- _Task to complete_: Retype every line of the items below without changing anything, and leave the pictures out of your answer.

- _Extracted records_:
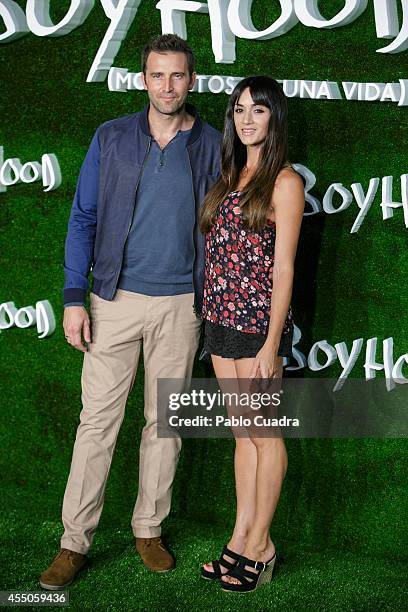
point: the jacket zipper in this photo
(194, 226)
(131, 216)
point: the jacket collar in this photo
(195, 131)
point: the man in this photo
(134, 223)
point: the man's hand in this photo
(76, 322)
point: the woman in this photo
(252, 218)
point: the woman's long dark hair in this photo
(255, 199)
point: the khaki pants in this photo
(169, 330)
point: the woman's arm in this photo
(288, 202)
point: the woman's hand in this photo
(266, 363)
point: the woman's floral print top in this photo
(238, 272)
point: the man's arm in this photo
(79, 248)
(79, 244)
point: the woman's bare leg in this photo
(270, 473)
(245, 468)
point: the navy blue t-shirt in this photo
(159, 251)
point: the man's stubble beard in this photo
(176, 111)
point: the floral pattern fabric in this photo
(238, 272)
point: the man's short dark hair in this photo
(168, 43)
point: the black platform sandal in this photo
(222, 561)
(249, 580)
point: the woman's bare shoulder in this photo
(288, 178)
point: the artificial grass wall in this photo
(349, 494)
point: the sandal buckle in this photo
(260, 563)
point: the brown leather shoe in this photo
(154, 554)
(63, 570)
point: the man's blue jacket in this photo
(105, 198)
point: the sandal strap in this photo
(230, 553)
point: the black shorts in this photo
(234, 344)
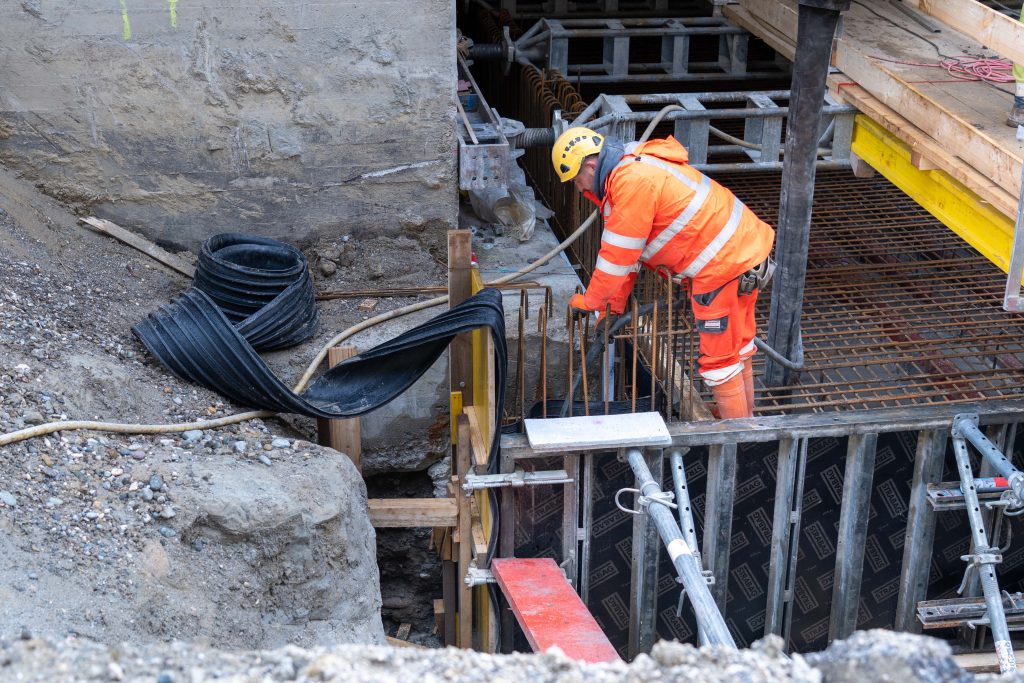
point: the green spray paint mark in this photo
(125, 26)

- _Problem solution_:
point: the jacket zipper in this photo
(194, 226)
(131, 216)
point: the jacket collar in this photo
(195, 131)
point: the man in this photo
(134, 223)
point: the man's hand in this photo
(76, 322)
point: the woman in this photo
(252, 218)
point: the woman's long dark hair in this photo
(255, 199)
point: the khaki pants in this photo
(169, 330)
point: the woman's arm in this photo
(288, 202)
point: the woman's hand in this photo
(266, 363)
point: the woman's floral print top in this photo
(238, 272)
point: the man's arm in this photo
(79, 248)
(79, 244)
point: the woman's bare leg in this photo
(270, 473)
(245, 468)
point: the navy blue t-shirt in this photo
(159, 251)
point: the man's stubble beard in this photo
(176, 111)
point: the floral pattern fabric in this photo
(238, 272)
point: the man's short dark hair in this photo
(168, 43)
point: the black platform sandal in this photo
(222, 561)
(249, 580)
point: the woman's bare shoulder in this photo
(288, 178)
point: the artificial grass wall in this photo
(349, 494)
point: the sandal buckle in this photo
(260, 563)
point: the brown leather shoe in this photo
(154, 554)
(63, 570)
point: the man's blue jacket in this photo
(105, 198)
point: the sandal strap in this photo
(230, 553)
point: the black shorts in this photo
(234, 344)
point: the green spray paint mark in this photo
(125, 26)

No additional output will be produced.